**The problem**
Restate the records in full and exactly, with no images included.

**Annotated photo localization data**
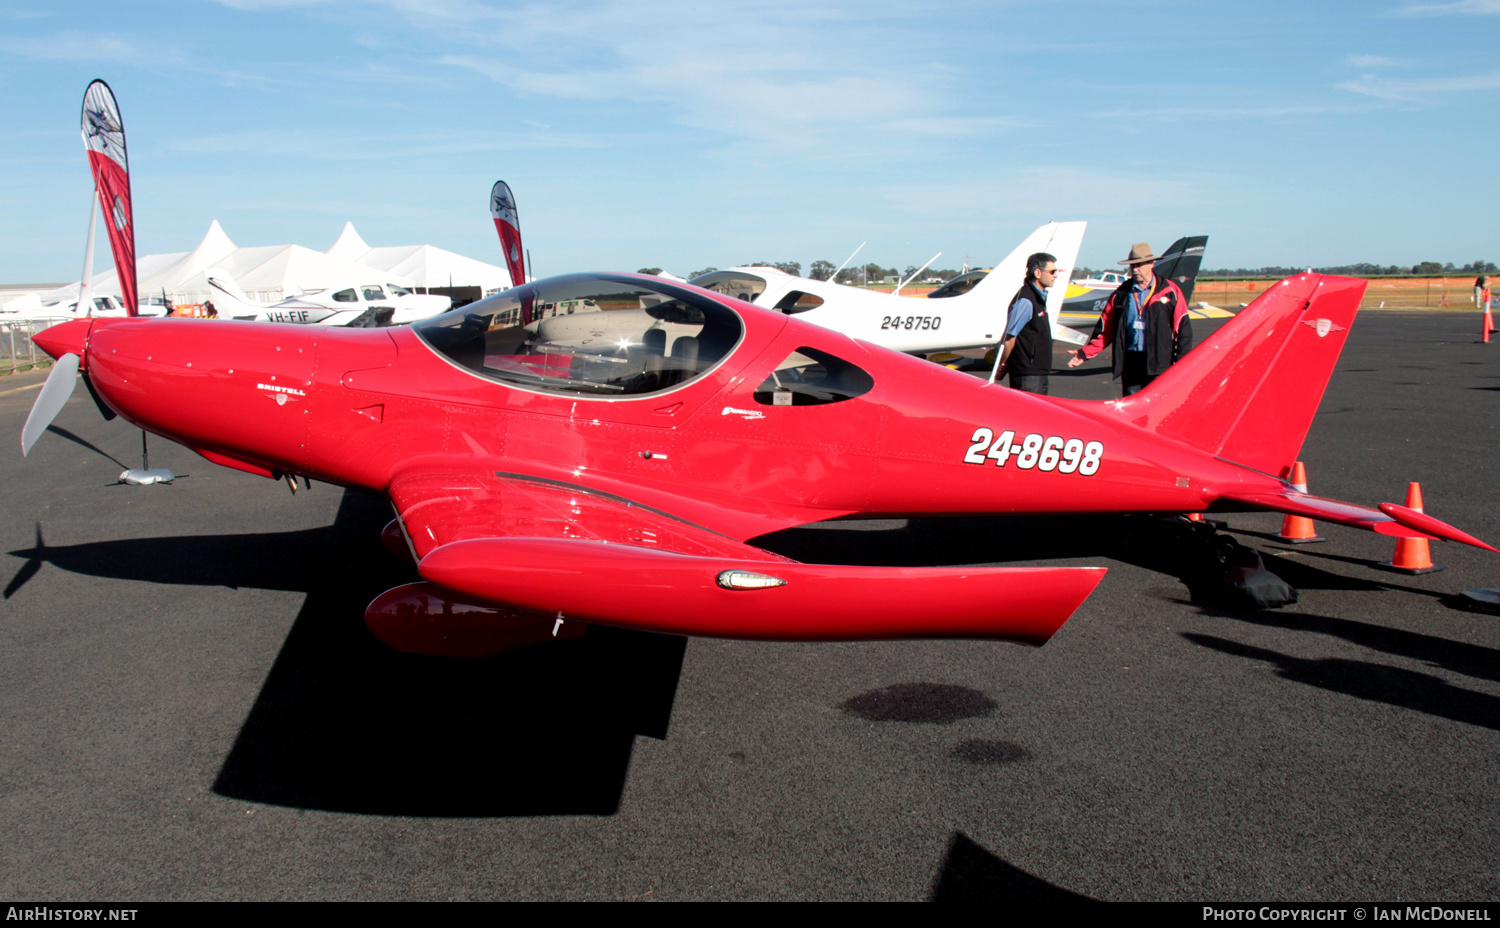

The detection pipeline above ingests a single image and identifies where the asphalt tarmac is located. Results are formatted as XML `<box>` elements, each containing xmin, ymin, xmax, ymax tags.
<box><xmin>0</xmin><ymin>311</ymin><xmax>1496</xmax><ymax>902</ymax></box>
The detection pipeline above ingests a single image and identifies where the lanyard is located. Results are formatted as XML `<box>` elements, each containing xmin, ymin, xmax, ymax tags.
<box><xmin>1130</xmin><ymin>280</ymin><xmax>1154</xmax><ymax>318</ymax></box>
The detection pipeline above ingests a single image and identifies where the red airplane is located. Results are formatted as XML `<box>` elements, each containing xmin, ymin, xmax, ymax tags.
<box><xmin>22</xmin><ymin>271</ymin><xmax>1494</xmax><ymax>658</ymax></box>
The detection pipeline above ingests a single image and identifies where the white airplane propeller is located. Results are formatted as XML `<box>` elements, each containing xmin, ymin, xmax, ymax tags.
<box><xmin>21</xmin><ymin>352</ymin><xmax>80</xmax><ymax>457</ymax></box>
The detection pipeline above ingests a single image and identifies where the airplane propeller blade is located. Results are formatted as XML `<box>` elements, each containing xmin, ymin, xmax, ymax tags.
<box><xmin>21</xmin><ymin>352</ymin><xmax>81</xmax><ymax>457</ymax></box>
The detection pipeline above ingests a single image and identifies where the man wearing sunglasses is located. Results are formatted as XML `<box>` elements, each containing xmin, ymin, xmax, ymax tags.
<box><xmin>1067</xmin><ymin>241</ymin><xmax>1193</xmax><ymax>395</ymax></box>
<box><xmin>994</xmin><ymin>252</ymin><xmax>1059</xmax><ymax>394</ymax></box>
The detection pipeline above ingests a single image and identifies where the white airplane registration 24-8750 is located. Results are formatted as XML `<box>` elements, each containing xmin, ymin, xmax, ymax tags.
<box><xmin>688</xmin><ymin>222</ymin><xmax>1088</xmax><ymax>354</ymax></box>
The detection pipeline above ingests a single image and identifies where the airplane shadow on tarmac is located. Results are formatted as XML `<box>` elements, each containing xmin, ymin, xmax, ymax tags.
<box><xmin>928</xmin><ymin>832</ymin><xmax>1094</xmax><ymax>903</ymax></box>
<box><xmin>208</xmin><ymin>488</ymin><xmax>690</xmax><ymax>817</ymax></box>
<box><xmin>1184</xmin><ymin>632</ymin><xmax>1500</xmax><ymax>732</ymax></box>
<box><xmin>11</xmin><ymin>496</ymin><xmax>1499</xmax><ymax>812</ymax></box>
<box><xmin>6</xmin><ymin>488</ymin><xmax>688</xmax><ymax>817</ymax></box>
<box><xmin>762</xmin><ymin>515</ymin><xmax>1500</xmax><ymax>733</ymax></box>
<box><xmin>1162</xmin><ymin>578</ymin><xmax>1500</xmax><ymax>730</ymax></box>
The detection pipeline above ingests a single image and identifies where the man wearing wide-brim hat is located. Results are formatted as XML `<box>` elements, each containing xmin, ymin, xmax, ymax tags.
<box><xmin>1067</xmin><ymin>241</ymin><xmax>1194</xmax><ymax>395</ymax></box>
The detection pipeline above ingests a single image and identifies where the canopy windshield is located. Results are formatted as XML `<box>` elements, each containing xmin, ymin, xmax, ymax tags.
<box><xmin>413</xmin><ymin>273</ymin><xmax>743</xmax><ymax>397</ymax></box>
<box><xmin>689</xmin><ymin>270</ymin><xmax>768</xmax><ymax>303</ymax></box>
<box><xmin>927</xmin><ymin>269</ymin><xmax>987</xmax><ymax>299</ymax></box>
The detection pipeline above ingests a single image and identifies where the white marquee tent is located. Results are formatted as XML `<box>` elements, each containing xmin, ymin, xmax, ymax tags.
<box><xmin>44</xmin><ymin>221</ymin><xmax>514</xmax><ymax>307</ymax></box>
<box><xmin>326</xmin><ymin>222</ymin><xmax>515</xmax><ymax>293</ymax></box>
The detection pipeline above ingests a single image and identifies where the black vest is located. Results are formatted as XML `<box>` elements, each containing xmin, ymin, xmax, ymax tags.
<box><xmin>1006</xmin><ymin>281</ymin><xmax>1052</xmax><ymax>376</ymax></box>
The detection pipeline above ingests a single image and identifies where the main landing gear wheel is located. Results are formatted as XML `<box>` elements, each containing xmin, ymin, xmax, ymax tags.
<box><xmin>1180</xmin><ymin>520</ymin><xmax>1298</xmax><ymax>611</ymax></box>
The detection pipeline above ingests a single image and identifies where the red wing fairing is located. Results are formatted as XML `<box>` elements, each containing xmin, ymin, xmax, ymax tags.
<box><xmin>389</xmin><ymin>466</ymin><xmax>1105</xmax><ymax>646</ymax></box>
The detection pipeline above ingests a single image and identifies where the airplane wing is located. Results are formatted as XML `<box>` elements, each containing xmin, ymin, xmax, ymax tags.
<box><xmin>388</xmin><ymin>467</ymin><xmax>1106</xmax><ymax>644</ymax></box>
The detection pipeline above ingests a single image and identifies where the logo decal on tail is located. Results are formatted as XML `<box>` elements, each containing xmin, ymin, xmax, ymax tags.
<box><xmin>1303</xmin><ymin>318</ymin><xmax>1346</xmax><ymax>338</ymax></box>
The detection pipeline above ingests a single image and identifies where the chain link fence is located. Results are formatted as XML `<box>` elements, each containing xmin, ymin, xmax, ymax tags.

**Solution to the exercise**
The detection pipeline above ingests a single image and identifies where the asphalt tarmac is located. Results are formatted as XML `<box>` elements, each containing xmin, ymin, xmax, ymax tags.
<box><xmin>0</xmin><ymin>311</ymin><xmax>1496</xmax><ymax>902</ymax></box>
The detection pipeline above ingests a single image and identifies where the lanyard is located. Results are formatted as XML `<box>` elements, each containing xmin, ymin, xmax, ymax tags.
<box><xmin>1130</xmin><ymin>280</ymin><xmax>1154</xmax><ymax>318</ymax></box>
The detection pipeline above ingests a single image and identifies where the red airplane is located. Results are formatted as XML `<box>` elements, each containing xmin, ymin, xmax, ymax tags.
<box><xmin>22</xmin><ymin>271</ymin><xmax>1494</xmax><ymax>658</ymax></box>
The detection pipeline above ingests a single image and identifies where the white airplane propeller is located. Results are formatted as XML `<box>` elements, each containing xmin, ymin, xmax, ymax tags.
<box><xmin>21</xmin><ymin>352</ymin><xmax>80</xmax><ymax>457</ymax></box>
The detection pipeline above ingests a single image and identifies where the airplane propeller blade is located. Results are formatted as XML `<box>` elements, each containing xmin, ymin, xmax, ymax tags.
<box><xmin>21</xmin><ymin>352</ymin><xmax>81</xmax><ymax>457</ymax></box>
The detection pipeline above ingests a single image and identifies where the man wearing sunglasses is located. Results are formatted as XML `<box>` elements, each containing xmin, ymin, xmax, ymax tags.
<box><xmin>1067</xmin><ymin>241</ymin><xmax>1193</xmax><ymax>395</ymax></box>
<box><xmin>994</xmin><ymin>252</ymin><xmax>1059</xmax><ymax>394</ymax></box>
The detection pipeline above ingests a single image and identifies where the white airplane registration 24-8750 is located. Results are formatted as XML `<box>` elements, each containing xmin, ymin, xmax, ymax tags.
<box><xmin>688</xmin><ymin>222</ymin><xmax>1088</xmax><ymax>354</ymax></box>
The detection pipeline above ingests a single image and identifies where the airplane shadow on tarmac is located. Results are formatted as XML `<box>` elements, each containing xmin, ymin, xmax, ymax tags.
<box><xmin>928</xmin><ymin>832</ymin><xmax>1094</xmax><ymax>903</ymax></box>
<box><xmin>208</xmin><ymin>488</ymin><xmax>690</xmax><ymax>817</ymax></box>
<box><xmin>1184</xmin><ymin>632</ymin><xmax>1500</xmax><ymax>732</ymax></box>
<box><xmin>11</xmin><ymin>496</ymin><xmax>1499</xmax><ymax>812</ymax></box>
<box><xmin>6</xmin><ymin>488</ymin><xmax>688</xmax><ymax>817</ymax></box>
<box><xmin>762</xmin><ymin>515</ymin><xmax>1500</xmax><ymax>733</ymax></box>
<box><xmin>1162</xmin><ymin>578</ymin><xmax>1500</xmax><ymax>730</ymax></box>
The detection pipeline above ingests a single image and identifies where the man wearing wide-brim hat is located. Results are formatted as XML `<box>` elements, each containing xmin, ymin, xmax, ymax tags.
<box><xmin>1067</xmin><ymin>241</ymin><xmax>1194</xmax><ymax>395</ymax></box>
The detection pipeline above ingests a single image and identifies where the canopy windshield is located. Results are formatted as XML `<box>` elements, each containing xmin, ymin, xmax, ymax tags.
<box><xmin>413</xmin><ymin>273</ymin><xmax>743</xmax><ymax>397</ymax></box>
<box><xmin>689</xmin><ymin>270</ymin><xmax>768</xmax><ymax>303</ymax></box>
<box><xmin>927</xmin><ymin>269</ymin><xmax>987</xmax><ymax>299</ymax></box>
The detection pipeline above ingests a single image and identifies where the white marquee tent is located. Results are formatted as XML `<box>` elements, each containing xmin, ymin, xmax, ymax tags.
<box><xmin>44</xmin><ymin>221</ymin><xmax>514</xmax><ymax>307</ymax></box>
<box><xmin>326</xmin><ymin>222</ymin><xmax>515</xmax><ymax>293</ymax></box>
The detection pipeline above ingests a single image and identifies where the black vest is located. Results are formatted as XML `<box>` elements, each containing xmin, ymin, xmax, ymax tags.
<box><xmin>1006</xmin><ymin>281</ymin><xmax>1052</xmax><ymax>376</ymax></box>
The detection pipeline above ingests a single image and identifies where the main landing gear wheel is located. Results are formatted as XML `<box>` elements, each containing xmin, ymin, xmax, ymax tags.
<box><xmin>1180</xmin><ymin>520</ymin><xmax>1298</xmax><ymax>611</ymax></box>
The detection pipeline above ingests a single image and identifies where the red wing fairing is located. Results are formatted as XML `<box>` elements, each containing xmin, ymin, xmax, ymax tags.
<box><xmin>389</xmin><ymin>466</ymin><xmax>1105</xmax><ymax>646</ymax></box>
The detection pipeline above ingests a single image and identifies where the airplane wing is located. Results are formatted as XML `<box>` elements, each containing xmin, ymin, xmax, ymax tags.
<box><xmin>388</xmin><ymin>467</ymin><xmax>1106</xmax><ymax>644</ymax></box>
The detection pipeline above ingests a single image and identifies where the logo decal on tail is located. Results are formatted as XML `<box>` elements, each containing xmin, ymin, xmax, ymax tags.
<box><xmin>1303</xmin><ymin>318</ymin><xmax>1346</xmax><ymax>338</ymax></box>
The detection pipeline above ingests a single image and identifies where the chain link fence is located. Results are formatted as XML `<box>` elements, each containing xmin, ymin, xmax, ymax tags.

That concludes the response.